━━━ Records

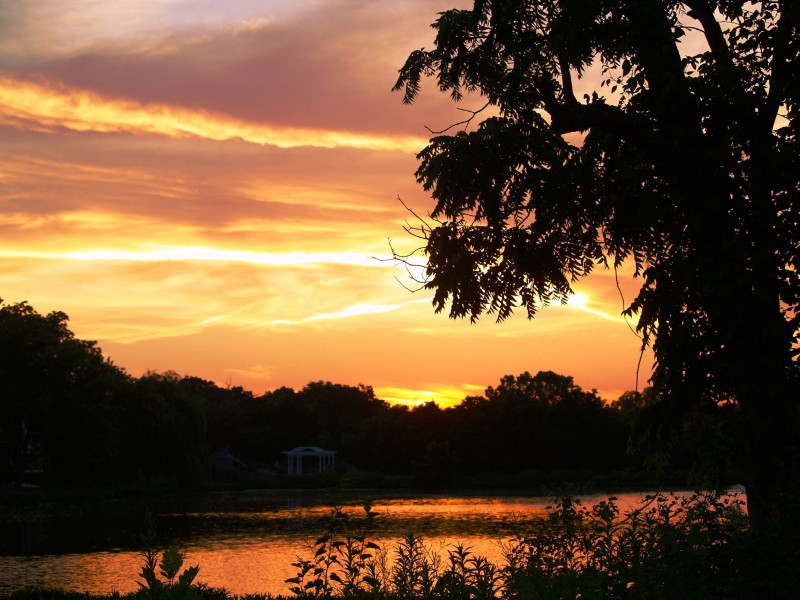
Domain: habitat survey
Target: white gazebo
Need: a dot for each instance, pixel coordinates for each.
(325, 459)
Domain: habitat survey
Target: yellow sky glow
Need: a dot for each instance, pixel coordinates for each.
(213, 192)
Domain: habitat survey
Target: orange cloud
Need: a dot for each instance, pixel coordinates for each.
(41, 107)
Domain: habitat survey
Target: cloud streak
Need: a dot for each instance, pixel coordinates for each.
(45, 108)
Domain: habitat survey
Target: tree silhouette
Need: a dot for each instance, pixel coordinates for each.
(683, 161)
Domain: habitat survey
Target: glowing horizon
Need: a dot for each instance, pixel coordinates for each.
(214, 192)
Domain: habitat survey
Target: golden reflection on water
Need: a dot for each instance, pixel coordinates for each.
(247, 552)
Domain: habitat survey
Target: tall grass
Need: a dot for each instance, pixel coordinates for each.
(683, 548)
(668, 548)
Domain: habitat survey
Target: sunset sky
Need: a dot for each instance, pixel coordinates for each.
(208, 187)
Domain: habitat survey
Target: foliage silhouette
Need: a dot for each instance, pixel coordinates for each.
(682, 162)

━━━━━━

*What needs to be done*:
In the listing above, find each line with the word "silhouette" and return it.

*Output for this task*:
Target: tree silhouette
Target: foliage silhouette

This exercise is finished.